### Exercise instructions
Print the lines below exactly as written, with none missing.

----- Records shown -----

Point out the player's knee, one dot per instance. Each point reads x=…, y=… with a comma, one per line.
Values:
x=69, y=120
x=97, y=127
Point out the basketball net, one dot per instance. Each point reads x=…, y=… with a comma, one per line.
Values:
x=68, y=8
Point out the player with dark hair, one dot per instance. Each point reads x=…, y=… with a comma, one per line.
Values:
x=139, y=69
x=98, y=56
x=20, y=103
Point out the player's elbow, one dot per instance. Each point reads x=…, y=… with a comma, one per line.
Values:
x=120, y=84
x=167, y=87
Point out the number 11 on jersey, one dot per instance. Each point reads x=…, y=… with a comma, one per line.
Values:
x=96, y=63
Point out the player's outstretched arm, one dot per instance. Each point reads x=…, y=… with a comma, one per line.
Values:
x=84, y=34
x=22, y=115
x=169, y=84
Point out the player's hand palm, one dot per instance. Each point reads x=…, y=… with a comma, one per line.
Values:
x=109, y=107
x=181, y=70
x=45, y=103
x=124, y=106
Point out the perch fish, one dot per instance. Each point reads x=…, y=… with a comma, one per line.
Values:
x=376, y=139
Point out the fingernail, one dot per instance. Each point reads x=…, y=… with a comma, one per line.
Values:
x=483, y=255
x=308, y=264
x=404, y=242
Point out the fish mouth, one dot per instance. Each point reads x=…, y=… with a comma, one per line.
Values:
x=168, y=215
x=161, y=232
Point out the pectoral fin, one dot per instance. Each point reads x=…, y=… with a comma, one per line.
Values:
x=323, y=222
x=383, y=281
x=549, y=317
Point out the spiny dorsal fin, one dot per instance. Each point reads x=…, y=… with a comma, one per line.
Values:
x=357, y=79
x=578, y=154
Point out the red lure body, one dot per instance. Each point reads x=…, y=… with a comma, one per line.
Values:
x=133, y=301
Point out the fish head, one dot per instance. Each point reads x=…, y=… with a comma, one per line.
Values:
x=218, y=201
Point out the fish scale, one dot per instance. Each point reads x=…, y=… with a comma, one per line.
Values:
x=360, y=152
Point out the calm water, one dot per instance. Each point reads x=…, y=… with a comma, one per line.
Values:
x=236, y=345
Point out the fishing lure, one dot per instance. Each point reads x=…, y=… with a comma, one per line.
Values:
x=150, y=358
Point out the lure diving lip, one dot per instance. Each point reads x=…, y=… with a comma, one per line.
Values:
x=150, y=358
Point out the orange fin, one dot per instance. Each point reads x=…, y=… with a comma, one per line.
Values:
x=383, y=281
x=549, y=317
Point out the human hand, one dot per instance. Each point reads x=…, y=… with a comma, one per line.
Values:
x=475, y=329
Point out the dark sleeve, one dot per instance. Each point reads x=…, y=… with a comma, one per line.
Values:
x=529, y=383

-----

### Output below
Point out the player's knee, one dot per instance. Each point reads x=…, y=… with a comma, one per line.
Values:
x=69, y=120
x=97, y=127
Point out the basketball net, one dot per instance. Each point reads x=…, y=… with a comma, one per line.
Values:
x=68, y=8
Point out the player with dark hair, one dot per instance. Each point reads x=…, y=… with a comma, one per line.
Values:
x=139, y=69
x=98, y=56
x=20, y=103
Point out the player's elbow, one dot per instance. Each point reads x=…, y=… with a comma, one per line.
Values:
x=120, y=84
x=167, y=87
Point out the number 11 on jersey, one dot per instance. Each point reads x=…, y=… with a comma, one per line.
Values:
x=96, y=63
Point out the player's outstretched arm, one dot per instance. Each point reads x=…, y=… with a comma, one per line.
Values:
x=84, y=34
x=22, y=115
x=169, y=84
Point out the player's hand palm, one dot per instance. Each point reads x=…, y=… with a comma, one per line.
Values:
x=109, y=107
x=181, y=70
x=45, y=103
x=124, y=106
Point out the perch fish, one dot per instance. Each point reads x=…, y=… with a comma, one per line.
Values:
x=376, y=139
Point out the fingernail, one dot per instance. Each point reads x=…, y=… with a comma, one per line.
Values:
x=483, y=255
x=308, y=264
x=404, y=242
Point out the fish mouth, one dot per instance. Each point reads x=…, y=… with a comma, one per line.
Values:
x=168, y=215
x=161, y=232
Point out the pectoral fin, one dot per instance. Each point reads x=…, y=… with a comma, one per line.
Values:
x=323, y=222
x=383, y=281
x=549, y=317
Point out the spiny dorsal fin, one dot per instance. Each point reads x=…, y=… with a comma, one per line.
Values:
x=357, y=79
x=578, y=154
Point out the red lure body, one dot per instance. Each point reads x=…, y=… with a comma, one per line.
Values:
x=133, y=301
Point out the fish head, one dot per instance. Each point reads x=…, y=… with a comma, one per line.
Values:
x=218, y=201
Point out the fish scale, one dot per instance. Each point reads x=…, y=… with a comma, one per line.
Values:
x=360, y=152
Point out the calm water, one dot per instance. Each point reads x=…, y=… with a comma, one per line.
Values:
x=236, y=345
Point out the fishing lure, one dot per instance. Each point reads x=…, y=… with a comma, one per line.
Values:
x=150, y=358
Point out the lure diving lip, one dot per instance. Each point reads x=…, y=… with a comma, one per line.
Values:
x=150, y=358
Point out the orange fin, one dot per instance. Each point reads x=…, y=… with a comma, one per line.
Values:
x=383, y=281
x=549, y=317
Point out the human hand, one dot per instance. Each point reads x=…, y=… with a comma, one per line.
Values:
x=475, y=329
Point out the dark sleeve, one dot per instance. Each point reads x=…, y=… with a comma, one per line.
Values:
x=529, y=383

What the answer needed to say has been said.